__What you will do__. Your task is to give the listing below back word for word, pictures excluded.

= Beginning of Section =

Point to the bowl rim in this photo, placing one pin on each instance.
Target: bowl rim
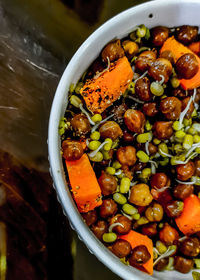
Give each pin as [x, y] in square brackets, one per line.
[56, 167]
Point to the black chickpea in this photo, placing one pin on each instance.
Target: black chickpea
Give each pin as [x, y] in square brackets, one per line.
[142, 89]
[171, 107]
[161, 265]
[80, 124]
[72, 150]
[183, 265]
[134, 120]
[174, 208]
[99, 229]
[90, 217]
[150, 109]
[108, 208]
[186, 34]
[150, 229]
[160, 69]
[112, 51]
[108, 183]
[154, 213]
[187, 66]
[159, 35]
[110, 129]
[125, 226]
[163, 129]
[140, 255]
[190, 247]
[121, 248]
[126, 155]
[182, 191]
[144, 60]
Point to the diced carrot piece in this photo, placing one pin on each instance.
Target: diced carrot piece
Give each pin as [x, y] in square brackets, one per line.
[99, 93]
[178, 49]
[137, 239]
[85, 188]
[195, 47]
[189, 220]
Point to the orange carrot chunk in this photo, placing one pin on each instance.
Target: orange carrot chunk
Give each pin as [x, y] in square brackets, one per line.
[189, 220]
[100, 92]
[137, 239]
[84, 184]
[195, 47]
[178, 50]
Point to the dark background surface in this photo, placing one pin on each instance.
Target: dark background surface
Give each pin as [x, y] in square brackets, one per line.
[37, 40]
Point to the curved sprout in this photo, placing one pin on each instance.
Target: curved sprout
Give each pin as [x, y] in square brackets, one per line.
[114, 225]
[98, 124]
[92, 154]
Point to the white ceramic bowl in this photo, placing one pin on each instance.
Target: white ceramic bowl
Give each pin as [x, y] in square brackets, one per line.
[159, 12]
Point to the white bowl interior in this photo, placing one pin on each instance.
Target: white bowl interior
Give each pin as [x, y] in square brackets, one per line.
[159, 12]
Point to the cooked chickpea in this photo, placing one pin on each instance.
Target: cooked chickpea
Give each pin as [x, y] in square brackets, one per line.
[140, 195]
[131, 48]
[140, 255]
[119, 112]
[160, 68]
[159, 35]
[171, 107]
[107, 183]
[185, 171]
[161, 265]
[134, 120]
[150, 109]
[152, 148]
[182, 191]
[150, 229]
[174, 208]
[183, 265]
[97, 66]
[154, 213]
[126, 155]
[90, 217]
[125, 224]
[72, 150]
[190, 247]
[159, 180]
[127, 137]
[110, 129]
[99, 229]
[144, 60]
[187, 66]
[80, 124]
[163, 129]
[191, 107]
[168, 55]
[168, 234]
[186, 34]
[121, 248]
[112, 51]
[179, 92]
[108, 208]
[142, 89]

= End of Section =

__Response area__.
Point to the bowl rim in this photo, placing one pin on each instance.
Target: bowl rim
Give each pin as [x, y] in square brackets, one per line.
[56, 167]
Point to the black chickpea in this photo, placing one pin on each instance.
Target: black chickpea
Give each pin as [x, y] in square brackets, one per line.
[142, 89]
[171, 107]
[161, 265]
[80, 124]
[72, 150]
[183, 265]
[134, 120]
[174, 208]
[99, 229]
[90, 217]
[150, 109]
[108, 208]
[186, 34]
[150, 229]
[160, 69]
[112, 51]
[108, 183]
[154, 213]
[187, 66]
[159, 35]
[110, 129]
[125, 226]
[163, 129]
[140, 255]
[190, 247]
[121, 248]
[126, 155]
[182, 191]
[144, 60]
Point to the diced carrot piece in this photo, placing one pin on each instance.
Target: diced carrot piece
Give each pin as [x, y] in square brackets, one per line.
[99, 93]
[178, 49]
[137, 239]
[85, 188]
[195, 47]
[189, 220]
Point to the orange carrot chunk in this photo, placing one pin on each instance.
Target: orange carrot chunk
Give each pin as [x, y] in square brackets, one per line.
[189, 220]
[100, 92]
[137, 239]
[84, 184]
[195, 47]
[178, 50]
Point to the dark background surface in this photo, placing one pin on each instance.
Target: dark background surface
Give each pin as [x, y] in square brackets, one per line.
[37, 40]
Point to the curved sprout in this photo, placing one pin on each instance.
Target: curved sprout
Give each pin as [x, y] in square brackets, one per line.
[114, 225]
[98, 124]
[92, 154]
Point to the white ceramic bowl in this photo, placing one pin on each instance.
Target: white ceramic bowl
Give each pin as [x, y] in square brackets, one per line.
[159, 12]
Point to the white bowl interior in this photo, placing one pin on each instance.
Target: white bowl interior
Give each pin as [x, y] in square brackets, one per line.
[159, 12]
Point to the cooked chickpea in this photo, placing one pin on each instance.
Target: cooked chickpea
Give each pin as [x, y] in square brackets, one per line.
[140, 195]
[131, 48]
[140, 255]
[119, 112]
[160, 68]
[159, 35]
[171, 107]
[107, 183]
[185, 171]
[161, 265]
[134, 120]
[150, 109]
[152, 148]
[182, 191]
[150, 229]
[174, 208]
[183, 265]
[97, 66]
[154, 213]
[126, 155]
[90, 217]
[125, 224]
[72, 150]
[190, 247]
[159, 180]
[127, 137]
[110, 129]
[99, 229]
[144, 60]
[187, 66]
[80, 124]
[163, 129]
[191, 107]
[168, 55]
[168, 234]
[186, 34]
[121, 248]
[112, 51]
[179, 92]
[108, 208]
[142, 89]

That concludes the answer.